Document extract —
+-------+

At work, we recently started adding our gender pronouns to our email signatures. When a progressive female colleague expressed reluctance to comply with the new policy, at first, I didn’t get it. Then she explained: Her name, as per Google, is about 17x more likely to be chosen for a baby assigned male at birth than a baby assigned female. Basically, anyone she emailed without meeting assumed she was a male attorney. And getting to introduce herself to adversaries as man lawyer came with privileges and benefits she wasn’t eager to forgo.
From the beginning of my legal career, male legal adversaries have had a problem with my “aggressive” attitude. And now that I supervise a team of non-cis men, I notice patterns of treatment that cis male staff members do not endure. Common rhetorical questions and comments include:
- “Why do you have to be so difficult?”
- “Why are you being aggressive?”
- “Let me speak to your supervisor!”
- “Can’t you just calm down?”
- “Just be quiet for a second!”
- “Just relax, okay?”
While I admit to having higher than normal levels of anxiety in my personal dealings, in professional adversarial situations, I remain calm and composed. And the calmer I seem, the more attacking comments about my “hysteria” I elicit.
On occasion, a disgruntled male adversary doesn’t even bother with coded language. For example, a broker facing prosecution for discrimination referred to me as an “aggressive little girl.” A few years ago, a male attorney dropped a page-long footnote in a legal brief personally disparaging me for my aggressive litigation tactics in other unrelated cases.
And, my all-time favorite incident: once, the principal of a large corporate landlord misdirected an email intended for his attorney to my office:
I am getting to the end of my rope with this [insert my name]. We need to take an action against her in every way shape and form. I want my money…and if there’s anything we can do to get barred from working here since she’s a lying stupid piece of garbage I want to act on it.
Respectfully Yours, [oh the irony]
Once I get passed the initial shock of these kinds of comments, I try to take pride in the actual translation. “Aggressive little girl” really means, “you’re really going to insist on doing your job competently, huh?”

+-------+

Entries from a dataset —
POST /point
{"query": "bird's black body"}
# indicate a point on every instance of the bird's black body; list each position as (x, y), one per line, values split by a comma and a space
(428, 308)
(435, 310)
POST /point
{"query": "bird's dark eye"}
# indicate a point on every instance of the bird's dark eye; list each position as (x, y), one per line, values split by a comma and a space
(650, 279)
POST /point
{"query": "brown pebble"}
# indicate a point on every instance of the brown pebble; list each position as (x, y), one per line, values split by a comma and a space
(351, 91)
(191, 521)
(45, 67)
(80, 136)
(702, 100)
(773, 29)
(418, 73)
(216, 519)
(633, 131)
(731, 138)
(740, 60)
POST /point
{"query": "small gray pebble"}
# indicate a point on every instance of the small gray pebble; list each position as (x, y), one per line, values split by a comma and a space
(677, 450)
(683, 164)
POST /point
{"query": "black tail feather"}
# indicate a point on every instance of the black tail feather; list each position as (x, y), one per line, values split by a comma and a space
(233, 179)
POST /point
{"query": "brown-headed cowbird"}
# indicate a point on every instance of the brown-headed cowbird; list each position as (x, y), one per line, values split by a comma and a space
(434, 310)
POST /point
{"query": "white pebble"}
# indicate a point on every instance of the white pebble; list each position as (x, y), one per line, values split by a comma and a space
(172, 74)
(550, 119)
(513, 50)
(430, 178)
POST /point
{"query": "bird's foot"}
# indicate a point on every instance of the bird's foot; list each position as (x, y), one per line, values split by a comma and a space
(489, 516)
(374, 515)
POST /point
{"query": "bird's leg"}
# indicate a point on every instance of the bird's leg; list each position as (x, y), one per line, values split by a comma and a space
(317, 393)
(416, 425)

+-------+

Given task 1 —
According to the essay about workplace email signatures, how much more likely is the colleague's name to be chosen for a baby assigned male at birth than for one assigned female?
Given task 2 —
Work out how many lines of the listing contain the string "tail", treating case as significant, and give only the number.

Reply 1 —
About 17 times more likely.

Reply 2 —
2